**Aim 1**
Could you rewrite the entries with "Target" swapped for "Label" and nothing else altered, starting at the line that has "Could you spot the yellow disc" and stopping after the one with "Target: puppy's front leg"?

**Source passage**
Legal services are one of the highest-trust, highest-stakes purchases a person makes. When someone needs a lawyer, they're scared, stressed, and searching for someone they can trust with their livelihood, their family, or their freedom. Google reviews are how they make that decision.
Yet the average law firm has fewer than 25 Google reviews. Most attorneys consider review generation "beneath them" or worry about ethical complications. Meanwhile, the firms that have figured out how to generate reviews consistently are capturing the lion's share of local search traffic — and the clients that come with it.
Why Google Reviews Are Critical for Law Firms
Legal marketing has fundamentally changed. The Yellow Pages are gone. TV ads are expensive and unmeasurable. The modern client journey starts with a Google search — and what they find determines who gets the call.
- 84% of people trust online reviews as much as personal referrals when choosing an attorney (Clio Legal Trends Report, 2025)
- Law firms in the Google Maps 3-Pack receive 5-8x more clicks than firms ranked below
- Review quantity is the #1 differentiator in competitive legal markets — more than website design, ad spend, or attorney credentials
- The average legal client reads 7-10 reviews before contacting a firm
- Firms with 50+ reviews convert website visitors to consultations at 2x the rate of firms with fewer than 20
A Harvard Law degree on your wall means nothing to a client who finds your competitor's 4.8-star, 150-review Google profile first. Online reputation is the new credential.
Ethical Considerations: What the Bar Rules Say
Many attorneys avoid review generation because they're unsure about ethics rules. Here's the reality: every state bar association allows attorneys to ask for reviews, with a few important guardrails.

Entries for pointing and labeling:
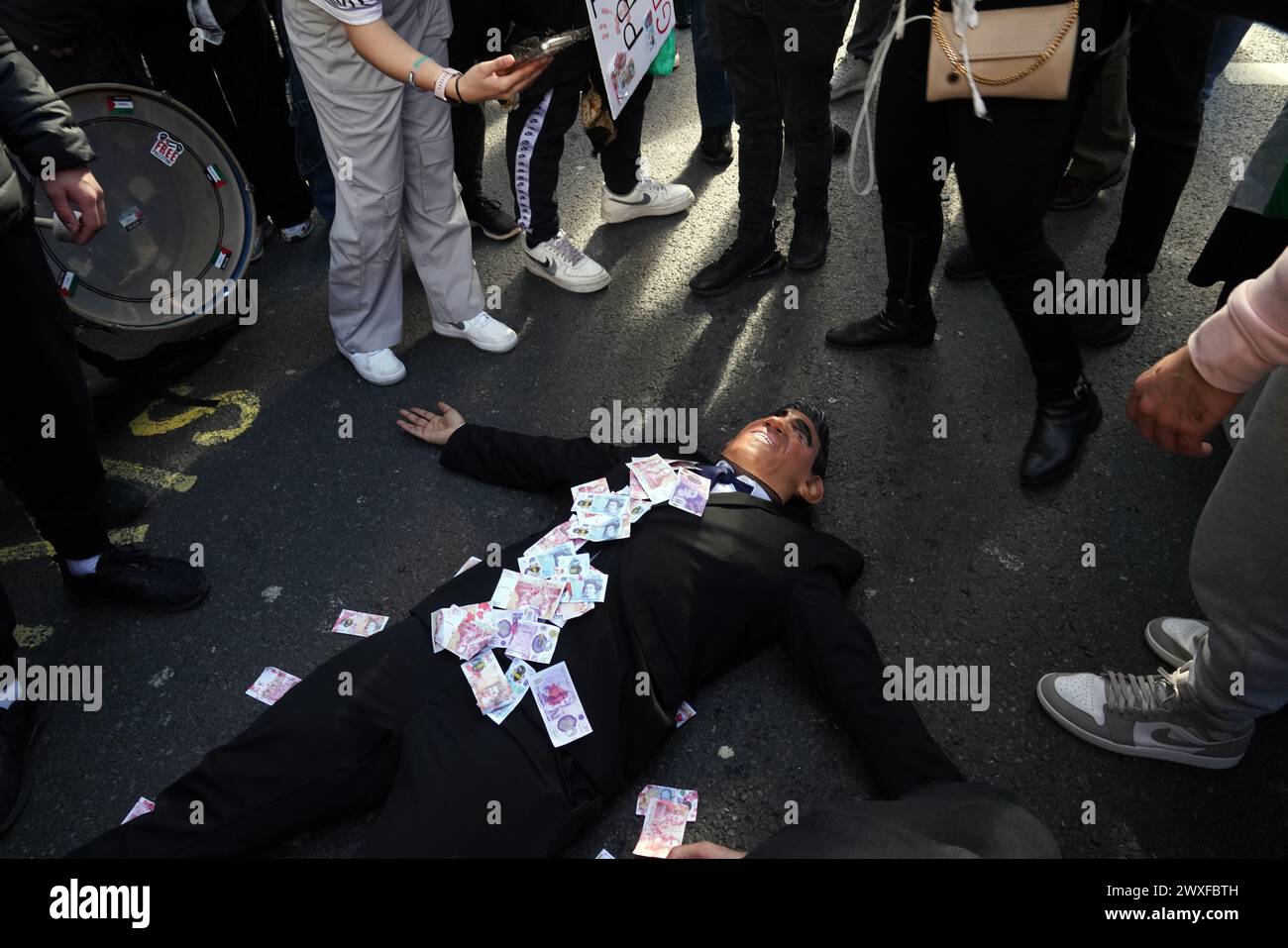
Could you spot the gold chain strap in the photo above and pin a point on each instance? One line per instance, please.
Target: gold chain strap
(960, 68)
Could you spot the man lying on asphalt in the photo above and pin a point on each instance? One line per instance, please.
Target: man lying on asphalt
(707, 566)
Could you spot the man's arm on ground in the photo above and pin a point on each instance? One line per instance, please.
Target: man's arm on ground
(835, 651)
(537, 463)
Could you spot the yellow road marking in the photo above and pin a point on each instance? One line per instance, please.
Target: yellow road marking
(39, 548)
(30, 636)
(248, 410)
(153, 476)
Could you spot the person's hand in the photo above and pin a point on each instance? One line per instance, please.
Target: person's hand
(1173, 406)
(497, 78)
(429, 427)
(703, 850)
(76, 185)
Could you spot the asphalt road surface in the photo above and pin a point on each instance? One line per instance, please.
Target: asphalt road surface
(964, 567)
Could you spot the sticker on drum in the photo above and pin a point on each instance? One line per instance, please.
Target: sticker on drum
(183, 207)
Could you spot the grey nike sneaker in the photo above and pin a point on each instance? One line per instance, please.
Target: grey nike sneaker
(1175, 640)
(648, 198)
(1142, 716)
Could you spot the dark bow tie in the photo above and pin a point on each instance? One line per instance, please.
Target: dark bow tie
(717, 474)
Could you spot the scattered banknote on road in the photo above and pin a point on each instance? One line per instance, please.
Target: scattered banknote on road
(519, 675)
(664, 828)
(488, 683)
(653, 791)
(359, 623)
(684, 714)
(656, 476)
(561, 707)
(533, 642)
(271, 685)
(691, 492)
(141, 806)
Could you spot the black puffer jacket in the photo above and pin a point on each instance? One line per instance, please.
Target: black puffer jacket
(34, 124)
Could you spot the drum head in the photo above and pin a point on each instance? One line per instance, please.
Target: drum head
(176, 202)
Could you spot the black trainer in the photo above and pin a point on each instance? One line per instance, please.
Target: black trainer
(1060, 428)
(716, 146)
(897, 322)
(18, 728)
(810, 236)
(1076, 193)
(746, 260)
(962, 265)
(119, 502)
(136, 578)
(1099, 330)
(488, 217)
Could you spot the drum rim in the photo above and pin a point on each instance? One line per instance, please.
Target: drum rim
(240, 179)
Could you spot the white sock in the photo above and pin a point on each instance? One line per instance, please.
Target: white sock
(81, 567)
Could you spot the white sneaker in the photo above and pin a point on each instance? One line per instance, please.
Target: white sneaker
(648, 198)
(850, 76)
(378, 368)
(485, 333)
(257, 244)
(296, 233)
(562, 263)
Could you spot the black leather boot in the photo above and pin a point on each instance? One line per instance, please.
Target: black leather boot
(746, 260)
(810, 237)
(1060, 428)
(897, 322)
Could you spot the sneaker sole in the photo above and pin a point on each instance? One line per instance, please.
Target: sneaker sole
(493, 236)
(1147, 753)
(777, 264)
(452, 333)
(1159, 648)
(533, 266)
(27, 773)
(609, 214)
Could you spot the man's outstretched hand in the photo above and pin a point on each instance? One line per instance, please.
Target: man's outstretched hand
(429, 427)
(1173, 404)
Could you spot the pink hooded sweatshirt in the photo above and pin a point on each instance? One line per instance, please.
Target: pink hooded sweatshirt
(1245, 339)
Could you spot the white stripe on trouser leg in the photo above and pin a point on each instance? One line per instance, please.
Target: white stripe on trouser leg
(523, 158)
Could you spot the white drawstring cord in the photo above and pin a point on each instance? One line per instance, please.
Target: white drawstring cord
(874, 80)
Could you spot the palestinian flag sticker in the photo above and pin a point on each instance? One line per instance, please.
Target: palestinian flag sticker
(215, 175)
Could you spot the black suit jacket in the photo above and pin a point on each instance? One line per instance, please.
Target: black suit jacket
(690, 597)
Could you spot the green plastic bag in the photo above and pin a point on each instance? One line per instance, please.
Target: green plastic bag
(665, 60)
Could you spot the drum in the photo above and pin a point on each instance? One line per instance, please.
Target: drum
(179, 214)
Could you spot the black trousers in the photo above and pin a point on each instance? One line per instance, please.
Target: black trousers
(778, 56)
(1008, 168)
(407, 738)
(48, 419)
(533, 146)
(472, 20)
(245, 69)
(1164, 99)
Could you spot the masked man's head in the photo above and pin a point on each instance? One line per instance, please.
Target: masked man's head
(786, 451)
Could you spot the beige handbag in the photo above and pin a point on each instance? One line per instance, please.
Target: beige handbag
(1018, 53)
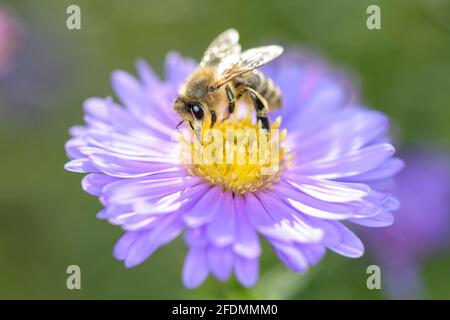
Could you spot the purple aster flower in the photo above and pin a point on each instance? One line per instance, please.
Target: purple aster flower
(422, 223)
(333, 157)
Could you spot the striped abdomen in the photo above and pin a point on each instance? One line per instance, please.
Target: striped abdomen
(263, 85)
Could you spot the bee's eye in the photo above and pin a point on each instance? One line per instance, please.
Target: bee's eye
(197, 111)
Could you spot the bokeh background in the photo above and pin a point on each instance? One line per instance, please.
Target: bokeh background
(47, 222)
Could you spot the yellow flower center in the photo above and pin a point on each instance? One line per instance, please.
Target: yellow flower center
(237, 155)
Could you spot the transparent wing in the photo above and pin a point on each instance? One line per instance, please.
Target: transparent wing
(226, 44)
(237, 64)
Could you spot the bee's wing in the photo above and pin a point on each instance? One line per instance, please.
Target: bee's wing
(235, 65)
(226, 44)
...
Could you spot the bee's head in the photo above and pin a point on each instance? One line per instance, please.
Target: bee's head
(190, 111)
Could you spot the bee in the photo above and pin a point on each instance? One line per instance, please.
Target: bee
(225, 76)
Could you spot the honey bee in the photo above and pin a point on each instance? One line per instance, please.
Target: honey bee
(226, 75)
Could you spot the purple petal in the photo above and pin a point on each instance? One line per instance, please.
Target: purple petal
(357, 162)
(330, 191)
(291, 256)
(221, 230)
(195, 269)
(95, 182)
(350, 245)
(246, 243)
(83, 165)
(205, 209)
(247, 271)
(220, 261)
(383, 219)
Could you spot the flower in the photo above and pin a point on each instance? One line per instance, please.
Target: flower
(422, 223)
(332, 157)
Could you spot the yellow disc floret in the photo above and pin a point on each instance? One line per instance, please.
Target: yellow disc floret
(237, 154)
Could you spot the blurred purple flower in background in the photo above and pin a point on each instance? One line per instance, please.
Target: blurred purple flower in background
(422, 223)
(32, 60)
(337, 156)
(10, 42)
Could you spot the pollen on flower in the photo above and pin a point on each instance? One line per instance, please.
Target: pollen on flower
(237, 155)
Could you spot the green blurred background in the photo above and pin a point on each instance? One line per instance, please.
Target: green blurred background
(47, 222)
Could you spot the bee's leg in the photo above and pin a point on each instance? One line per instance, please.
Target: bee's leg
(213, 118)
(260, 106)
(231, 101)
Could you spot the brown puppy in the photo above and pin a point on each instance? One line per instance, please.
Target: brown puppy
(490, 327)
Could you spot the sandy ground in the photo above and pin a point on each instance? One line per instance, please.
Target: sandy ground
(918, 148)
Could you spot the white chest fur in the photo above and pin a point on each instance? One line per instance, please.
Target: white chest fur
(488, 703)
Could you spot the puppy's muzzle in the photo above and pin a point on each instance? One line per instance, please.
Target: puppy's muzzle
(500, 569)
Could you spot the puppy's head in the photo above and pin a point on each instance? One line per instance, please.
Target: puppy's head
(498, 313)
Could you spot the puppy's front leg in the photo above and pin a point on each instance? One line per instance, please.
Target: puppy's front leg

**Aim 2**
How would you put this sentence from the law-firm reviews article into Spanish: "The modern client journey starts with a Google search — and what they find determines who gets the call."

**Final result 1**
Could you spot the yellow disc floret in the photo above and pin a point on each instance? One line per instance, please.
Label: yellow disc floret
(237, 154)
Could you spot the blurred purple flower in background in the photo above and pin a point on each instance? One line per instance, please.
Label: blurred purple flower in background
(422, 223)
(32, 60)
(337, 156)
(10, 42)
Could you spot the pollen on flower in the photo above and pin a point on each instance? One line per instance, please.
Label: pollen on flower
(237, 155)
Could you spot the green blurred background in the photo above and pin a point on each instance? One line per instance, please.
Label: green blurred background
(47, 222)
Could you spot the bee's leg in the photo above and pin a point on each instance? One line per instance, please.
Label: bee's leg
(213, 118)
(260, 106)
(231, 101)
Could you spot the brown puppy in the photo above and pin a point on each instance? One line per instance, please.
Label: brown puppy
(490, 327)
Could you spot the sandy ground in the photo above and pin a point on each instance? One line per instance, please.
Label: sandy ground
(918, 148)
Could you spot the white chest fur in the photo above and pin a point on each instance? One line per instance, please.
Label: white chest fur
(488, 703)
Could you spot the puppy's muzzle in the photo above and pin a point on each instance? One line per instance, please.
Label: puppy's muzzle
(500, 569)
Could you spot the puppy's head in the photo above and pin a point on each instance? One line per instance, please.
Label: puppy's head
(498, 313)
Could you spot the puppy's front leg in the photo above and pin a point on each instance? One line per instance, please.
Label: puppy's front leg

**Final result 2**
El recorrido del cliente moderno comienza con una búsqueda en Google, y lo que encuentra determina quién recibe la llamada.